GOAL:
Can you swap "place one dot on each" for "mark each with a single dot" everywhere in the entries below and give them back with nothing else changed, leaving out the pictures?

** Start of DATASET EXTRACT **

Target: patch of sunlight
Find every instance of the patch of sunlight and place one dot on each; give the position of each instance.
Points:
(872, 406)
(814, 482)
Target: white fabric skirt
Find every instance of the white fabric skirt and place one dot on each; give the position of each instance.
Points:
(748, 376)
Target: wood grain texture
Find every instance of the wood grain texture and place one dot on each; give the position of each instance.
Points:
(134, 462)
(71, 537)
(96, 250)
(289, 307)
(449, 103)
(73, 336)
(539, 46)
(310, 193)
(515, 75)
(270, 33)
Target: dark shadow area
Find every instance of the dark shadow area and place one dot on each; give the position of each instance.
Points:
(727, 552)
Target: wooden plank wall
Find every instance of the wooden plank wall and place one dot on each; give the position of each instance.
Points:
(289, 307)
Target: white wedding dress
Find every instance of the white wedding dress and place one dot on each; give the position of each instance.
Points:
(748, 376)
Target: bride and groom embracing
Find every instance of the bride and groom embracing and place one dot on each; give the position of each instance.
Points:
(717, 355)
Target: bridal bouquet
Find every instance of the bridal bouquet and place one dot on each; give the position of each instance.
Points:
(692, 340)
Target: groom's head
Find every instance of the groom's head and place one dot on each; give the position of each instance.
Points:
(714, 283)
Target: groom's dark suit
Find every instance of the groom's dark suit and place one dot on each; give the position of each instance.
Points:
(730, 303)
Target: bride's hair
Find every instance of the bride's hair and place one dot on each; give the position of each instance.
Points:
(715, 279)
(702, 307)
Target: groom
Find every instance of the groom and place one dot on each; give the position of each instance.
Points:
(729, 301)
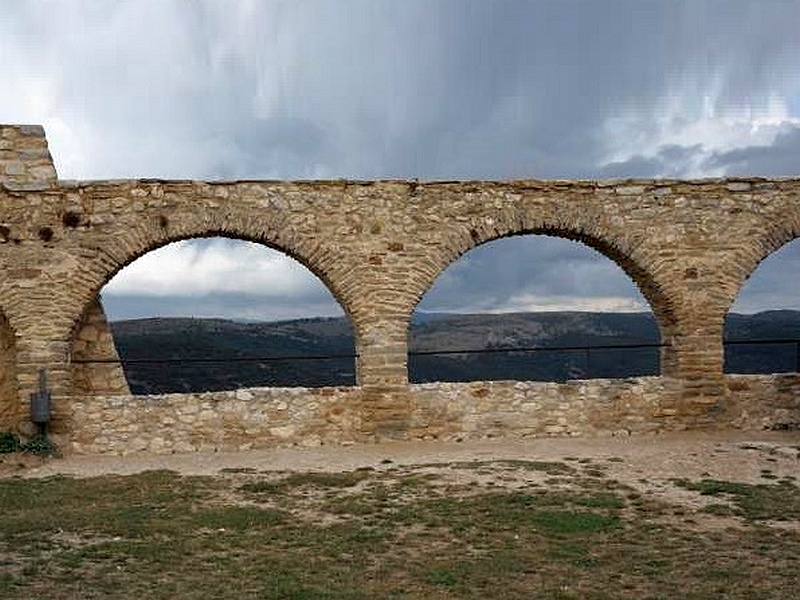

** End of DATASET EXTRACT **

FINAL RESULT:
Target: patch of sunlight
Find every instance of the patch of sunlight and mark each with a single dot; give the position of each instance.
Points:
(872, 406)
(814, 482)
Target: white fabric skirt
Find every instance of the white fabric skirt and mark each with a single dot; give the position of each instance.
Points:
(748, 376)
Target: wood grain texture
Find every instance of the wood grain texture and mark each with a single dot; give the position of each instance.
Points:
(134, 462)
(71, 537)
(96, 250)
(289, 307)
(449, 103)
(73, 336)
(539, 46)
(310, 193)
(515, 75)
(270, 33)
Target: dark shadow area
Find every instance of the dark shadow area and mark each with a single dot; give the position of each instance.
Points:
(727, 552)
Target: wooden plank wall
Find every instance of the wooden plank wall and mark each with a single dot; give the position of each instance.
Points:
(289, 307)
Target: white wedding dress
Find every instance of the white wedding dress and mark each with a single dot; give the position of each instance.
Points:
(748, 376)
Target: bride and groom embracing
Find every instance of the bride and groom embracing and mark each with a single dot; give the position of each instance.
Points:
(717, 355)
Target: bridal bouquet
Find every instance of the bridal bouquet and mark each with a single dot; give the position of each instance.
Points:
(692, 340)
Target: groom's head
Find every instance of the groom's head and mark each with a single dot; give the position of each instance.
Points:
(714, 283)
Target: groom's dark suit
Find every instance of the groom's dark suit and mark each with a single dot; give the position of each instance.
Points:
(730, 303)
Target: bride's hair
Find every instance of the bride's hair and mark each with a single dot; give the position of each instance.
Points:
(715, 279)
(702, 307)
Target: groom
Find every instance of the groom and mark each with a single dot; give the position of each instance.
Points:
(729, 301)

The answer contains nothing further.